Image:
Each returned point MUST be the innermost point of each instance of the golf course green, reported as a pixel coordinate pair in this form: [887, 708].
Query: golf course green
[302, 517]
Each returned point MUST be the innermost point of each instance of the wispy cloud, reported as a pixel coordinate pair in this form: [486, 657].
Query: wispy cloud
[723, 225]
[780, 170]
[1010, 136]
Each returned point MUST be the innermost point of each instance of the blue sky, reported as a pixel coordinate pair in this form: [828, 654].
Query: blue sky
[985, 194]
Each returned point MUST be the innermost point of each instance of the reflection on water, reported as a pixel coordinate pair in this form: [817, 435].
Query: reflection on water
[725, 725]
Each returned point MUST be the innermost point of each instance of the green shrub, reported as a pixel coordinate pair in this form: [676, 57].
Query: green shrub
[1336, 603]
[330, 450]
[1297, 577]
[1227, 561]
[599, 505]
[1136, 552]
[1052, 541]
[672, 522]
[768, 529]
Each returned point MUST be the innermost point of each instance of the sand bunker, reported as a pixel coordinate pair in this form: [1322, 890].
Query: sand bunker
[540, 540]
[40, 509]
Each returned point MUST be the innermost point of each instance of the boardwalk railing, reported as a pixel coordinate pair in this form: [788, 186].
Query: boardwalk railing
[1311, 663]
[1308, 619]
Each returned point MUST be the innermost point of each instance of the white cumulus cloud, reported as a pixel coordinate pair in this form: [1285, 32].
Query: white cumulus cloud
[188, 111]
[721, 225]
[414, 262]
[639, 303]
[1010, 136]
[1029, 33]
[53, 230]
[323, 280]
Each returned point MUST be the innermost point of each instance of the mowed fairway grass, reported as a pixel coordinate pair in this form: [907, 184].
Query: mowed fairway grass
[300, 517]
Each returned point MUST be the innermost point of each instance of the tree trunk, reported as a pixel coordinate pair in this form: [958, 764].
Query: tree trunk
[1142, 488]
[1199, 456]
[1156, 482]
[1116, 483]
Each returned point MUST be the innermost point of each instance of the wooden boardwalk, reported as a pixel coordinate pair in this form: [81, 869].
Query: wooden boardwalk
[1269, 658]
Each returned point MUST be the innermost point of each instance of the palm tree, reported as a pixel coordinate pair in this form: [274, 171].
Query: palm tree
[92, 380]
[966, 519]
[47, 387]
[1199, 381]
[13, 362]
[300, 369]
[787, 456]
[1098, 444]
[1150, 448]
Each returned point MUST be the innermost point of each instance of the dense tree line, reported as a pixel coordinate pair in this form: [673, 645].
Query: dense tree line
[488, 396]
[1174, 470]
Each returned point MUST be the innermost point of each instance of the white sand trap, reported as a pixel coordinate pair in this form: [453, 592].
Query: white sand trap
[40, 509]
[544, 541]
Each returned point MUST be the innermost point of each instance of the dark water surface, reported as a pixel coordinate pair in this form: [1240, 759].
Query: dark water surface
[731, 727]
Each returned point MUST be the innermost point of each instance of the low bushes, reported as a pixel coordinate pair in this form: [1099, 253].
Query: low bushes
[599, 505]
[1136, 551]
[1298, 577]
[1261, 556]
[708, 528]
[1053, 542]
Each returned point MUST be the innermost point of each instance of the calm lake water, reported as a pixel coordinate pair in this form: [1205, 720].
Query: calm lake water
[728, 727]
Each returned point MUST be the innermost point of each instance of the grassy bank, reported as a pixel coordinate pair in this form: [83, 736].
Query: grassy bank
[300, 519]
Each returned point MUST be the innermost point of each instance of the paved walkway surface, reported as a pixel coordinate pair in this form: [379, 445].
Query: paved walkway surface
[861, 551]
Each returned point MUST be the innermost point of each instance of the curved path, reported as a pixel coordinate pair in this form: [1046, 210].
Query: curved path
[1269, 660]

********************

**Your instructions**.
Please render every line of all the items above as a Markdown table with two columns, Row and Line, numbering each row and leaving out blank lines.

**Solution to this task**.
| Row | Line |
|---|---|
| 1 | Image: |
| 2 | Each returned point MUST be the innermost point of each instance of the golf course green, reported as a pixel coordinate pair in this form: [887, 708]. |
| 3 | Query: golf course green |
| 4 | [302, 517] |
| 5 | Each returned point MUST be the innermost point of each instance of the wispy cloud, reported as a pixel coordinate pair in this form: [486, 657]. |
| 6 | Query: wispy cloud |
| 7 | [723, 225] |
| 8 | [780, 170] |
| 9 | [1010, 136] |
| 10 | Each returned point MUST be the innermost point of each instance of the blue sky, reported as a pixel coordinate pair in this form: [828, 654]. |
| 11 | Query: blue sky |
| 12 | [985, 194] |
| 13 | Each returned point MUST be the innermost point of each instance of the reflection on water, reported as a pixel coordinate pair in this form: [817, 435]. |
| 14 | Query: reflection on water |
| 15 | [725, 725] |
| 16 | Each returned point MUST be the innermost point of each instance of the green shrub, reported as a pixel coordinate pair in this form: [676, 57]. |
| 17 | Query: green shrub |
| 18 | [1336, 603] |
| 19 | [330, 450] |
| 20 | [1297, 577] |
| 21 | [1227, 561] |
| 22 | [599, 505] |
| 23 | [1136, 552] |
| 24 | [1052, 541] |
| 25 | [672, 522] |
| 26 | [768, 529] |
| 27 | Each returned point MUST be the innermost point of each instance of the sand bunker, reported as a pixel coordinate pair in this form: [1322, 890]. |
| 28 | Query: sand bunker |
| 29 | [540, 540] |
| 30 | [40, 509] |
| 31 | Each returned point MUST be the innermost point of each instance of the boardwalk railing, reported as a pixel coordinate pair in this form: [788, 186]. |
| 32 | Query: boardwalk railing |
| 33 | [1311, 663] |
| 34 | [1308, 619] |
| 35 | Each returned point MUST be the innermost point of each instance of the white cumulus cloud, reported as a pixel coordinate pair in this form: [1285, 32]. |
| 36 | Query: white cumulus cloud |
| 37 | [188, 111] |
| 38 | [721, 225] |
| 39 | [414, 262] |
| 40 | [639, 303] |
| 41 | [1010, 136] |
| 42 | [1029, 33] |
| 43 | [53, 230] |
| 44 | [323, 280] |
| 45 | Each returned point MUST be the innermost point of each instance of the mowed fairway grass, reported as a pixel coordinate pair in this form: [907, 184]. |
| 46 | Query: mowed fairway grass |
| 47 | [300, 517] |
| 48 | Each returned point MUST be the innermost point of each instance of the tree trunk, reported as a pixel coordinate pair in this form: [958, 764]. |
| 49 | Query: tree trunk |
| 50 | [1142, 488] |
| 51 | [1199, 456] |
| 52 | [1156, 482] |
| 53 | [1116, 483] |
| 54 | Each returned point MUST be the innermost point of each instance of the wooden boardwalk, reported as a pixel coordinate pair in this form: [81, 869]. |
| 55 | Query: wooden boardwalk |
| 56 | [1269, 658] |
| 57 | Each returned point MUST be the innermost point of each instance of the palm tree, reported as a pixel coordinate pair in this form: [274, 171]. |
| 58 | Query: palm tree |
| 59 | [92, 380] |
| 60 | [966, 519] |
| 61 | [47, 387] |
| 62 | [1199, 381] |
| 63 | [13, 362] |
| 64 | [300, 369] |
| 65 | [787, 456] |
| 66 | [1098, 444] |
| 67 | [1150, 448] |
| 68 | Each returned point MUST be the innermost point of each instance of the dense tree line, reported as a pixel coordinate pair in this form: [673, 645]. |
| 69 | Query: dense tree line |
| 70 | [488, 396] |
| 71 | [1174, 470] |
| 72 | Each returned point MUST be the innermost point of each instance of the white sand trap, reported as a pixel coordinate pair in this form: [453, 592]. |
| 73 | Query: white sand trap |
| 74 | [40, 509] |
| 75 | [544, 541] |
| 76 | Each returned point MUST be the innermost point of each instance of the dark water surface, reported as a pixel coordinate pair in this form: [1240, 759]. |
| 77 | Query: dark water surface |
| 78 | [731, 727] |
| 79 | Each returned point MUST be the innermost point of each instance of the low bushes, reported as a pixel coordinate pair in this form: [1099, 253]. |
| 80 | Query: low bushes |
| 81 | [599, 505] |
| 82 | [1136, 551] |
| 83 | [1298, 577] |
| 84 | [1261, 556] |
| 85 | [708, 528] |
| 86 | [1053, 542] |
| 87 | Each returned point MUST be the innermost point of each instance of the calm lake water, reported as a pixel coordinate pair in this form: [1205, 720]. |
| 88 | Query: calm lake water |
| 89 | [728, 727] |
| 90 | Each returned point MUST be the innermost point of each instance of the grassy bank, reported as a pixel coordinate pair in this form: [83, 736]. |
| 91 | Query: grassy bank |
| 92 | [300, 519] |
| 93 | Each returned point MUST be the innermost point of each instance of the paved walkway surface, reported as a pixel coordinate pair in this form: [379, 445]. |
| 94 | Query: paved walkway surface |
| 95 | [861, 551] |
| 96 | Each returned point MUST be the innermost point of each instance of the curved path, reported as a pixel coordinate pair in this form: [1046, 210]. |
| 97 | Query: curved path |
| 98 | [1269, 660] |